--- Start of Data excerpts ---

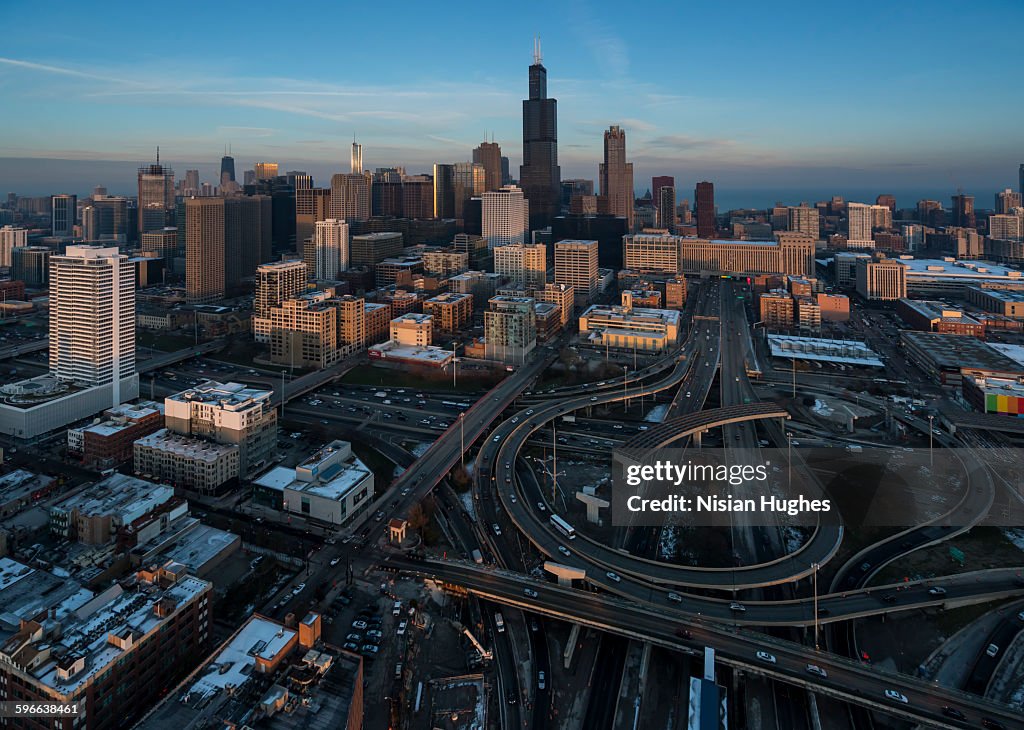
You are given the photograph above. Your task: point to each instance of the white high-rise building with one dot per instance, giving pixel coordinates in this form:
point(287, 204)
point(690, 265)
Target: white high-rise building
point(506, 216)
point(92, 317)
point(524, 264)
point(331, 244)
point(10, 239)
point(860, 221)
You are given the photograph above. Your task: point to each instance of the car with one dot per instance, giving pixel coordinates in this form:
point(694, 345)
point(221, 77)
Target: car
point(896, 696)
point(815, 670)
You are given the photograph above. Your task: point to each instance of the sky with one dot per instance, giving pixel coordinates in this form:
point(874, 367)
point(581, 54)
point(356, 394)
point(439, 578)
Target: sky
point(766, 99)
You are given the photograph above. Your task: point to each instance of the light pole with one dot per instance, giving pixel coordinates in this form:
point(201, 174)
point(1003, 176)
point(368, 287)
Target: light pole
point(814, 567)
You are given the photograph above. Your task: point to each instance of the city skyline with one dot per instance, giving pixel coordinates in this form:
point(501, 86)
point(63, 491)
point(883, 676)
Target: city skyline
point(836, 122)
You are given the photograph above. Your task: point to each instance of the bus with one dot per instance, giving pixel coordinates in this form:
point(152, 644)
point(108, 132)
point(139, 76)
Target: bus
point(563, 526)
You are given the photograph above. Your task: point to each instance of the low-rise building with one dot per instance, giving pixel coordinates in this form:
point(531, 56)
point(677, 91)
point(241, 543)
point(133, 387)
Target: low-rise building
point(333, 485)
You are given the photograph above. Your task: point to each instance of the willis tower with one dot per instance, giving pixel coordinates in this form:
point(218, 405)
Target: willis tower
point(539, 175)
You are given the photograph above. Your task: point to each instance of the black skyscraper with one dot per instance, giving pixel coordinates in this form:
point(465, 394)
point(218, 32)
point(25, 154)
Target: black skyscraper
point(539, 175)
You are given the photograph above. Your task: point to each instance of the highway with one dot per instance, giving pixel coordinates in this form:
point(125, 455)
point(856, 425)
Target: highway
point(846, 680)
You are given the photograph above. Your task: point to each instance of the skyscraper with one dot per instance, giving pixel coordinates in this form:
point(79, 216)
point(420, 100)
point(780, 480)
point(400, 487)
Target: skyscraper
point(350, 197)
point(331, 246)
point(226, 170)
point(265, 170)
point(540, 175)
point(506, 216)
point(489, 155)
point(616, 175)
point(666, 201)
point(92, 317)
point(704, 199)
point(156, 197)
point(62, 213)
point(204, 250)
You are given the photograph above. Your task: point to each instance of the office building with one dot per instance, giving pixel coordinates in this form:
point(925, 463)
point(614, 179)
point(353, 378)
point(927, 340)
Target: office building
point(304, 332)
point(205, 251)
point(248, 232)
point(350, 197)
point(644, 253)
point(156, 197)
point(10, 239)
point(370, 249)
point(540, 174)
point(489, 156)
point(509, 329)
point(92, 317)
point(265, 170)
point(883, 280)
point(32, 265)
point(666, 202)
point(616, 176)
point(451, 311)
point(576, 265)
point(523, 265)
point(704, 199)
point(65, 644)
point(331, 249)
point(505, 216)
point(64, 213)
point(629, 328)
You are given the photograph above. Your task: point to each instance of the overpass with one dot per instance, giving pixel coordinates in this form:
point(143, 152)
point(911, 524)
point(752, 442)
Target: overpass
point(844, 679)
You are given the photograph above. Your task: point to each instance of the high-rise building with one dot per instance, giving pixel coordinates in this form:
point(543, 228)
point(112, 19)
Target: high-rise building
point(615, 175)
point(204, 249)
point(10, 239)
point(860, 223)
point(356, 159)
point(64, 210)
point(226, 170)
point(443, 190)
point(32, 265)
point(489, 155)
point(248, 222)
point(963, 211)
point(704, 199)
point(468, 181)
point(156, 197)
point(576, 265)
point(506, 216)
point(350, 197)
point(666, 201)
point(92, 317)
point(331, 246)
point(540, 175)
point(1007, 201)
point(265, 170)
point(525, 264)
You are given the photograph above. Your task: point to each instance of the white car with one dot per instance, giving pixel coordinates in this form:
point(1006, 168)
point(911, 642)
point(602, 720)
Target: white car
point(896, 696)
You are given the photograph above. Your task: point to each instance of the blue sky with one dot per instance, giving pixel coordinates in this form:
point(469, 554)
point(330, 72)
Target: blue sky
point(794, 95)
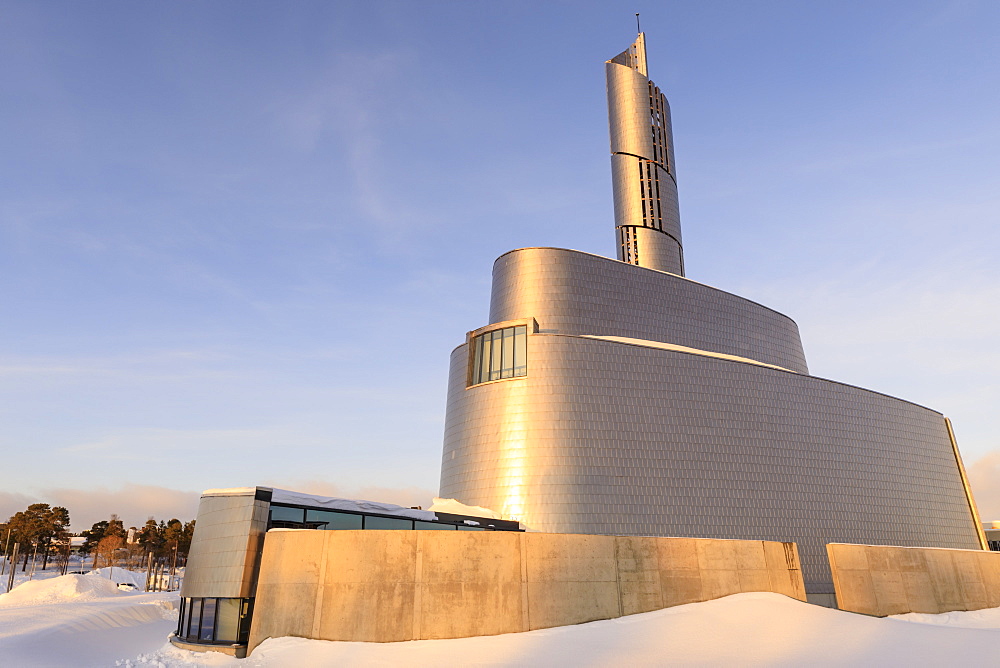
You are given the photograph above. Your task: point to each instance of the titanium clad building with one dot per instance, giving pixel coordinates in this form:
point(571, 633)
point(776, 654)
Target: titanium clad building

--- End of Data excerpts ---

• _To do_: Rename "Target" as "Label" throughout the material starting at the line that contains "of the low-rise" and ending at the line that contains "point(204, 250)". Give back only those lines, with nothing else altered.

• _Exercise result_:
You are given the photograph above. Your task: point to each instance of the low-rise building with one dot per instance, giving pixel coordinates in this form:
point(531, 56)
point(677, 91)
point(241, 543)
point(133, 387)
Label: low-rise building
point(333, 485)
You are given the photograph above. Your task: point to each instance of the willis tower with one dot per instance, giving pixel coordinates in this form:
point(218, 405)
Label: willis tower
point(539, 175)
You are given the photograph above. Your task: point to each instance of the black skyscraper with one dot per instance, giving pixel coordinates in this form:
point(465, 394)
point(218, 32)
point(25, 154)
Label: black skyscraper
point(539, 175)
You are given the photograph above. Your task: point to each instance of the highway with one dot per instance, giving pixel coordinates in this form:
point(125, 455)
point(856, 425)
Label: highway
point(846, 680)
You are given the photograph above. Your task: point to each instance of the skyscraper with one dot per instance, giving pixel coordinates in this form:
point(79, 216)
point(420, 100)
point(780, 480)
point(400, 487)
Label: skyscraper
point(350, 197)
point(331, 246)
point(226, 170)
point(265, 170)
point(540, 175)
point(506, 216)
point(489, 155)
point(616, 175)
point(666, 201)
point(92, 317)
point(704, 199)
point(156, 197)
point(62, 213)
point(204, 250)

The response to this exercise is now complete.